From first line to last, output the records below exactly.
════════════════════
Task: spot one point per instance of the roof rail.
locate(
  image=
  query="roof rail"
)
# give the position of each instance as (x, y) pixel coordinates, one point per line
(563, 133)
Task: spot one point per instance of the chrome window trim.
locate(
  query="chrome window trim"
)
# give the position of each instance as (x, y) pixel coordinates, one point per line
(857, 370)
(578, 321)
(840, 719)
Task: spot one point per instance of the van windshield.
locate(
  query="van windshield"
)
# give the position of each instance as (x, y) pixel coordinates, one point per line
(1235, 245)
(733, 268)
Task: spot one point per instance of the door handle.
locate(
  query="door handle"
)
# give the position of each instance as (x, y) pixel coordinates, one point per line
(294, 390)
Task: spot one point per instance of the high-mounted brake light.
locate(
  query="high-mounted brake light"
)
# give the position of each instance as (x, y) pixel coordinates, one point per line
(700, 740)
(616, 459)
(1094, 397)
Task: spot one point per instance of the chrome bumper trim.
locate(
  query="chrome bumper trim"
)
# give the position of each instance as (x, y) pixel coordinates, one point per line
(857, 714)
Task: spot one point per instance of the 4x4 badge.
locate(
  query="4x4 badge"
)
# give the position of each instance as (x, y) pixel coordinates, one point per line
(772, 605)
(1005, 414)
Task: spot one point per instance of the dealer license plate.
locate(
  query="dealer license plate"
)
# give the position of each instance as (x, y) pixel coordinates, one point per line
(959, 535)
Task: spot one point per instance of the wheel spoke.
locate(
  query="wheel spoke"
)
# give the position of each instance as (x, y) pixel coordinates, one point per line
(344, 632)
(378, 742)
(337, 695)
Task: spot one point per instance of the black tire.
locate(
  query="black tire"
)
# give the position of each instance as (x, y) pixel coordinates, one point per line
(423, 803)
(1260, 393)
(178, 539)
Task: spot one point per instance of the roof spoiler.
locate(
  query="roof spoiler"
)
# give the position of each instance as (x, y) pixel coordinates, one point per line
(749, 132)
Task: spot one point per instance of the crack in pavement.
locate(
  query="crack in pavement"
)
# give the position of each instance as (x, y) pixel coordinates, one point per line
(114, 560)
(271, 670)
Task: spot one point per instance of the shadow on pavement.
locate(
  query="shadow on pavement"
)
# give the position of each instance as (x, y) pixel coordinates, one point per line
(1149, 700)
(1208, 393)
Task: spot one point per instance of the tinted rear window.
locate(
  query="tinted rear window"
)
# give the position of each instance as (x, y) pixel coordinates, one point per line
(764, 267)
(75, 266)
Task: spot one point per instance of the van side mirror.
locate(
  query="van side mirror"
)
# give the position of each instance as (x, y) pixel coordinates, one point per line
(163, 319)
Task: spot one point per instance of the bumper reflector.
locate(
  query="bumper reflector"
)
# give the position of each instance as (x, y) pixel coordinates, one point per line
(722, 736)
════════════════════
* _REPLY TO THE EXERCISE_:
Task: spot one point per instance of the roof rail.
locate(
  image=
  query="roof rail"
)
# give the position of each instance as (x, y) pixel coordinates, one point per line
(563, 133)
Task: spot one point per instance of the chrome window trim.
locate(
  query="chrome window trim"
)
# give the position of each instance as (x, y) pixel coordinates, one point per line
(857, 370)
(578, 321)
(840, 719)
Task: spot one point per instance of the van windshield.
locate(
  query="van windshield"
)
# give the position of each instance as (x, y) pixel coordinates, one point per line
(1235, 245)
(733, 268)
Task: spot one point per instance of the door handle.
locate(
  query="door handle"
)
# give the position of each instance as (x, y) pixel coordinates, one point per line
(294, 390)
Task: spot one point per instance of the high-mounted brake light.
locate(
  query="high-mounted brake light"
)
# give the position of each instance as (x, y) pixel coordinates, one point per line
(700, 740)
(616, 459)
(1094, 397)
Task: spot one point per instance of the chrome bumper trim.
locate(
  query="chrome bumper trim"
)
# give the position of each instance as (x, y) pixel coordinates, one point per line
(857, 714)
Task: spot one point per instance of the 4x4 badge.
locate(
  query="4x4 badge"
)
# give the position of each instance as (x, y) pixel coordinates, one point per line
(772, 605)
(1005, 414)
Task: spot one point per instance of the dealer license plate.
locate(
  query="dealer license plate"
)
# give the position of each instance as (x, y) pixel coordinates, one point per line
(959, 535)
Task: spot one point per instance of the wheel spoke.
locate(
  query="wheel spoke"
)
# give the position of each instance as (x, y) pixel coordinates, one point per line
(344, 632)
(378, 742)
(337, 695)
Task: spot one point per instance of the black tire.
locate(
  query="black tire"
)
# give the position of each instance as (x, y) pixel coordinates, one point per line
(423, 803)
(1260, 393)
(178, 539)
Task: spot one point per instance of the roof spoiler.
locate(
  query="roof spoiler"
)
# give the position of each instance as (x, y) pixel coordinates, one point per line
(749, 132)
Task: spot one point per instance of the crack in pavement.
locate(
  query="crack in pavement"
)
# give the position of each instance as (x, y) pixel coordinates, one point per line
(114, 560)
(271, 670)
Task: spot one point per instance of the shadow on pavement.
locate(
  query="shadow on pavement"
)
# give the position of each instance as (x, y) pixel coordinates, one point per line
(1149, 700)
(1208, 393)
Task: spot one point per instance of the tinted rear window.
locate(
  query="tinted rear window"
)
# give the position of each instance as (x, y) pixel coordinates, one point per line
(764, 267)
(75, 266)
Task: spot one point per instance of the van side mirror.
locate(
  query="van side mirror"
)
# give the position of each instance as (x, y) pixel coordinates, one point per line
(163, 319)
Task: spot one point per instance of the bumper reflector.
locate(
  query="bumper reflector"
)
# give the position of each instance as (x, y) pixel coordinates, one point per line
(722, 736)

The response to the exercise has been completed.